- **Work instructions**:
Start to finish, print the data below exactly, without the images.

- **Extracted records**:
========================

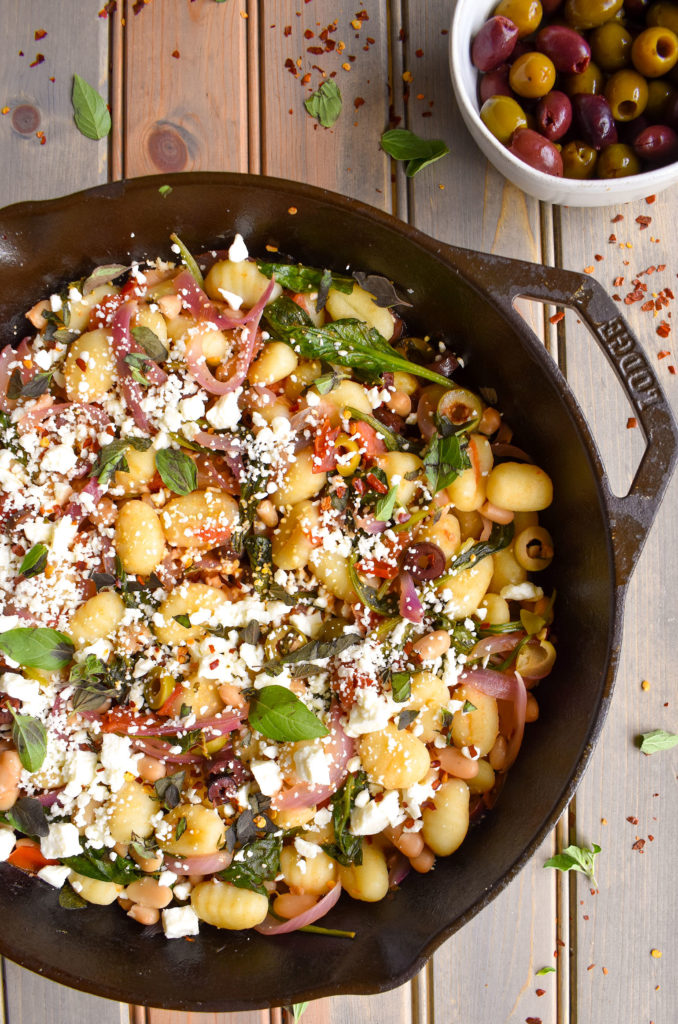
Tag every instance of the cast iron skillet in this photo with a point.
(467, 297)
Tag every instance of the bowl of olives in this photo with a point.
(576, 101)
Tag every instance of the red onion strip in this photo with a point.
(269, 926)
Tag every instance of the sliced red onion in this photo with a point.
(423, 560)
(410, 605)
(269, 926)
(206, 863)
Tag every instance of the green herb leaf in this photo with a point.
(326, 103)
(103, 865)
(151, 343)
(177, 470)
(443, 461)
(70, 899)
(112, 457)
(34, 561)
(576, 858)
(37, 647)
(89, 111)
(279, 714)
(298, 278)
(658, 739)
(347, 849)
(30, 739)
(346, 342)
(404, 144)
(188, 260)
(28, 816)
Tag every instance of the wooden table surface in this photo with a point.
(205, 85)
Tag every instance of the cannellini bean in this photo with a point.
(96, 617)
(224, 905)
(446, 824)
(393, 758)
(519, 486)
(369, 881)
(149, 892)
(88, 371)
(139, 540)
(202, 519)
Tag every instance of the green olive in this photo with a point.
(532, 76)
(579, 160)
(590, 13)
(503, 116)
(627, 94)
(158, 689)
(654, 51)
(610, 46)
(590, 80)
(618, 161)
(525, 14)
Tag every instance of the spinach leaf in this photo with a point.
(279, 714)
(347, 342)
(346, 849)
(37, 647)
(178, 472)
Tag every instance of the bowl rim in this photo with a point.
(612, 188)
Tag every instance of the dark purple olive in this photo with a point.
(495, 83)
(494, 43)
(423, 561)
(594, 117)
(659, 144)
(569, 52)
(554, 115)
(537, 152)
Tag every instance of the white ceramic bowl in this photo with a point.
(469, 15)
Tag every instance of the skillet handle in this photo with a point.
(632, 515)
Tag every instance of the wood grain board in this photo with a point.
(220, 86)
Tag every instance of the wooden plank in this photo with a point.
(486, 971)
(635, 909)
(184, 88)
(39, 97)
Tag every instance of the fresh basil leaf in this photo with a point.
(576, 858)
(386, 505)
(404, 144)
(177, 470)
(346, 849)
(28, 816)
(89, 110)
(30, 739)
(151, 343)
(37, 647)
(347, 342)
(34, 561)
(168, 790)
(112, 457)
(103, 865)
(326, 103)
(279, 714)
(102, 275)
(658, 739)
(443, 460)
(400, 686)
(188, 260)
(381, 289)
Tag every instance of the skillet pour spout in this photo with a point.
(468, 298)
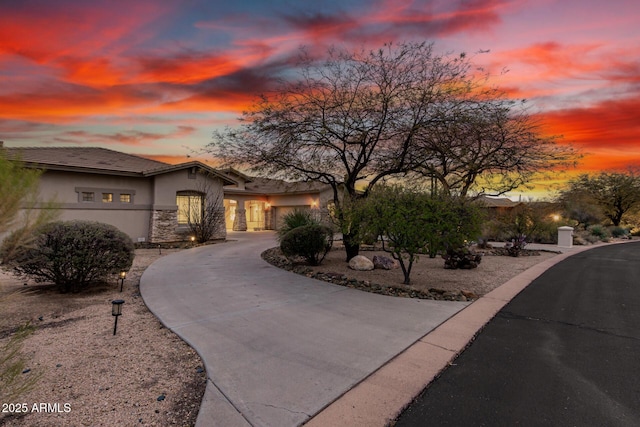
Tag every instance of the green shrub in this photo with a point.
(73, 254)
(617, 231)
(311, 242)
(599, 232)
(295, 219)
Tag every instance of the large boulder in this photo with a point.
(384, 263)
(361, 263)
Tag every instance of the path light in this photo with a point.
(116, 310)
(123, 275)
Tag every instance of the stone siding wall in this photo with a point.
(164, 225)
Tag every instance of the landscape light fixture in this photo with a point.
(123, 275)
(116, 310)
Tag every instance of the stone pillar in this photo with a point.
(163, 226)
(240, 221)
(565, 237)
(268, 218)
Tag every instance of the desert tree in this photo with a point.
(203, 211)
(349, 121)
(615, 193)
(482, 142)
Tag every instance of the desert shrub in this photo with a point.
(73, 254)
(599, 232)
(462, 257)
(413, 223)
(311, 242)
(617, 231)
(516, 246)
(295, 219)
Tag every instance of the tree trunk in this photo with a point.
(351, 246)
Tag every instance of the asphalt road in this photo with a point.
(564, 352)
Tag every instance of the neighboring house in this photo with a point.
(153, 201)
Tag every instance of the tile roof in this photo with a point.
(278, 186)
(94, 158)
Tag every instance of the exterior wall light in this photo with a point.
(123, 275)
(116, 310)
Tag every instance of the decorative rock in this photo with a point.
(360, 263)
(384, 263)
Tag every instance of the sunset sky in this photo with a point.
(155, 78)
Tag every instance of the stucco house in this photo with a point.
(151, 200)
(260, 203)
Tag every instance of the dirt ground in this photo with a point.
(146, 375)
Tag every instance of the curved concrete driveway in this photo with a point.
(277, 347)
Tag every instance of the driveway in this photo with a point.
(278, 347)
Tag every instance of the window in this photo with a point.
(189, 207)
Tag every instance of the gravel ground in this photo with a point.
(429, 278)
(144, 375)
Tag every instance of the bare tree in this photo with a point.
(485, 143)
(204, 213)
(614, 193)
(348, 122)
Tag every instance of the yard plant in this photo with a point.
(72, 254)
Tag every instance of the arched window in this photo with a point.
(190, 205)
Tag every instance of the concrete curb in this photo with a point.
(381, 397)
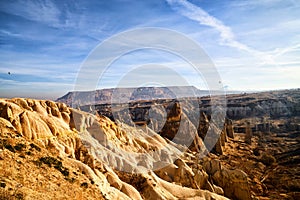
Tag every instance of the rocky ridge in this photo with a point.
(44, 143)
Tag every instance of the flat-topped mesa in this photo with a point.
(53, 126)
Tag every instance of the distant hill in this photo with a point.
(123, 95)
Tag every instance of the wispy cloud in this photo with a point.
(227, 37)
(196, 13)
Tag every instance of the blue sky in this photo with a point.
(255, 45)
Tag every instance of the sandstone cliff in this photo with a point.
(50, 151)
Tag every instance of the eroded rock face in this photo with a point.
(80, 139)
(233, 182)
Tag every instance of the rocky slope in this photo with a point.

========================

- **The completed task**:
Tag every instance of the cast iron skillet in this photo with a point.
(467, 297)
Tag every instance of the bowl of olives in this photo with a point.
(576, 101)
Tag every instance of the red onion strip in this photo with a point.
(269, 926)
Tag every instance of the sliced red onion in this photo with a point.
(423, 560)
(410, 605)
(269, 926)
(206, 863)
Tag every instance of the green herb leaf in this photo with a point.
(326, 103)
(103, 865)
(151, 343)
(177, 470)
(443, 461)
(70, 899)
(112, 457)
(34, 561)
(576, 858)
(37, 647)
(89, 111)
(279, 714)
(298, 278)
(658, 739)
(347, 849)
(30, 739)
(346, 342)
(404, 144)
(188, 260)
(28, 816)
Tag every instance of the wooden table surface in this photo with a point.
(205, 85)
Tag every instance of the cannellini bean in this photo with a point.
(96, 617)
(224, 905)
(446, 824)
(393, 758)
(519, 486)
(369, 881)
(149, 892)
(88, 371)
(139, 540)
(202, 519)
Tag every instance of the green olive in this photo with a point.
(532, 76)
(579, 160)
(590, 13)
(503, 116)
(627, 94)
(158, 689)
(654, 51)
(610, 46)
(590, 80)
(618, 161)
(525, 14)
Tag every instance of the spinach leaf in this photo with a point.
(279, 714)
(347, 342)
(346, 849)
(37, 647)
(178, 472)
Tag every instance of the bowl rim in this photo with a point.
(612, 188)
Tag every instance of the dark purple olive in this photo with a point.
(495, 83)
(494, 43)
(423, 561)
(594, 117)
(659, 144)
(569, 52)
(554, 115)
(537, 152)
Tag every instance of the white ceramic bowl in this photo with a point.
(469, 15)
Tag every instance of the skillet handle in this photo with a point.
(632, 515)
Tag every instance of the wood grain board in this photo with a point.
(220, 86)
Tag every instance of the wooden plank in this photo with a point.
(486, 971)
(635, 909)
(184, 88)
(39, 97)
Tag every instance of the fresh basil leaf in this photo with a point.
(576, 858)
(386, 505)
(404, 144)
(177, 470)
(346, 849)
(28, 816)
(89, 110)
(30, 739)
(151, 343)
(37, 647)
(347, 342)
(34, 561)
(168, 790)
(112, 457)
(103, 865)
(326, 103)
(279, 714)
(102, 275)
(658, 739)
(443, 460)
(400, 686)
(188, 260)
(381, 289)
Tag every instance of the skillet pour spout in this photo with a point.
(468, 298)
Tag every instance of the green shrub in this photo with a point.
(73, 254)
(617, 231)
(311, 242)
(599, 232)
(295, 219)
Tag every instance of the large boulder in this photo with a point.
(384, 263)
(361, 263)
Tag every instance of the path light in this photo with a point.
(116, 310)
(123, 275)
Tag every instance of the stone siding wall in this photo with a point.
(164, 225)
Tag every instance of the landscape light fixture in this photo with a point.
(123, 275)
(116, 310)
Tag every instance of the stone pillar in this photo with a point.
(163, 226)
(240, 221)
(565, 237)
(268, 218)
Tag every instance of the desert tree in this photo with a point.
(203, 211)
(349, 121)
(615, 193)
(482, 142)
Tag every instance of the desert shrub in this photo with a point.
(73, 254)
(599, 232)
(462, 257)
(413, 223)
(311, 242)
(617, 231)
(516, 246)
(295, 219)
Tag every instance of the tree trunk in this photo with a point.
(351, 246)
Tag every instance of the asphalt road in this photo with a point.
(564, 352)
Tag every instance of the neighboring house in this photo with a point.
(153, 201)
Tag every instance of the tile roof in this photo with a point.
(278, 186)
(94, 158)
Tag every instance of the exterior wall light in this photo with a point.
(123, 275)
(116, 310)
Tag every instance of the decorative rock in this photo with a point.
(360, 263)
(384, 263)
Tag every instance of the sunset sky in this photo with a point.
(155, 78)
Tag every instance of the stucco house in this photo with a point.
(151, 200)
(260, 203)
Tag every instance of the dirt ground in this photo with a point.
(146, 375)
Tag every instance of the curved concrete driveway in this photo with a point.
(277, 347)
Tag every instance of the driveway in this photo with a point.
(278, 347)
Tag every instance of the window in this photo with a point.
(189, 207)
Tag every instance of the gravel ground in this photo with a point.
(429, 278)
(144, 375)
Tag every instance of the bare tree in this photo with a point.
(485, 143)
(204, 213)
(614, 193)
(348, 122)
Tag every instance of the yard plant in this photo with a point.
(72, 254)
Tag every instance of the arched window in this photo with a point.
(190, 205)
Tag every instance of the concrete curb in this photo with a point.
(381, 397)
Tag every instance of the rocky ridge in this photo with a point.
(44, 143)
Tag every instance of the flat-topped mesa in this photo with a point.
(53, 126)
Tag every instance of the distant hill in this photo with a point.
(123, 95)
Tag every instance of the wispy cloud in this photo with a point.
(227, 37)
(196, 13)
Tag every instance of the blue sky in this photo with a point.
(255, 45)
Tag every instance of the sandstone cliff in this photo with a point.
(50, 151)
Tag every instance of the eroded rock face in this photo with a point.
(80, 139)
(233, 182)
Tag every instance of the rocky slope in this photo with a point.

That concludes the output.